Problem to solve - Reproduce the following lines word for word, leaving out the pictures.

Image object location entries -
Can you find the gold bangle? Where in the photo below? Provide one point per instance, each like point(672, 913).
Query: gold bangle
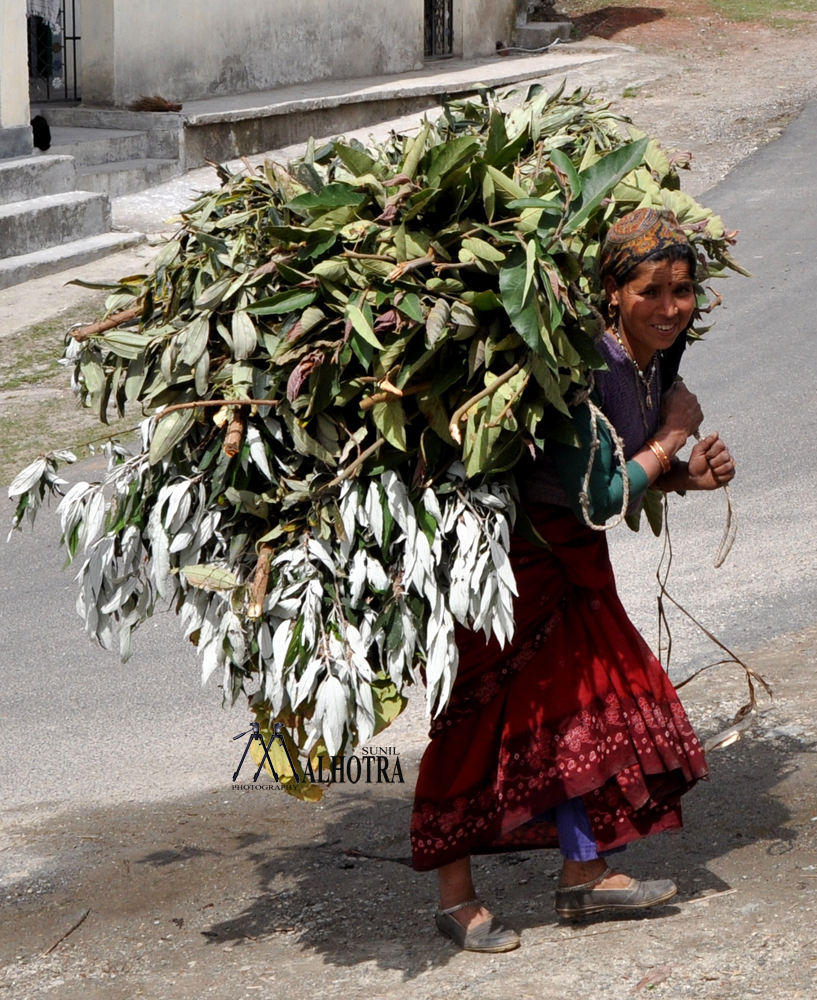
point(661, 455)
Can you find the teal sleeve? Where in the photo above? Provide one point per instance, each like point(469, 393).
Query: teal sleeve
point(606, 491)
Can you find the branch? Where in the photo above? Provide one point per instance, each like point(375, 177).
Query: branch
point(453, 427)
point(216, 402)
point(260, 580)
point(67, 933)
point(235, 433)
point(353, 466)
point(86, 332)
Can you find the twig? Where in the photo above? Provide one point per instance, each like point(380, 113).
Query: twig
point(367, 256)
point(511, 401)
point(216, 402)
point(392, 392)
point(411, 265)
point(235, 433)
point(453, 426)
point(352, 853)
point(67, 933)
point(356, 464)
point(711, 895)
point(260, 580)
point(86, 332)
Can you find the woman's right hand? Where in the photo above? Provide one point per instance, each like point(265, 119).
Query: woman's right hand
point(681, 416)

Finished answer -
Can you find the gold bangle? Where in the photo below? Provide one point per instance, each like point(672, 913).
Query: gold bangle
point(661, 455)
Can you find the teal sleeve? Where in the photo above? Provide one point per instance, each like point(469, 393).
Query: teal sleeve
point(606, 491)
Can you find the branch? Where in the photo above? Provide one point per instance, each like point(375, 177).
Query: branch
point(453, 427)
point(216, 402)
point(260, 580)
point(67, 933)
point(235, 433)
point(353, 466)
point(86, 332)
Can you find the twig? Where in the photo above? Provide one point per instance, each like point(380, 113).
Query: twig
point(367, 256)
point(511, 401)
point(216, 402)
point(392, 392)
point(411, 265)
point(235, 433)
point(453, 426)
point(352, 853)
point(67, 933)
point(356, 464)
point(711, 895)
point(260, 580)
point(86, 332)
Can you find the woman's right hand? Where in the photo above? Provide one point per instance, each like point(265, 119).
Query: woman's right hand
point(681, 416)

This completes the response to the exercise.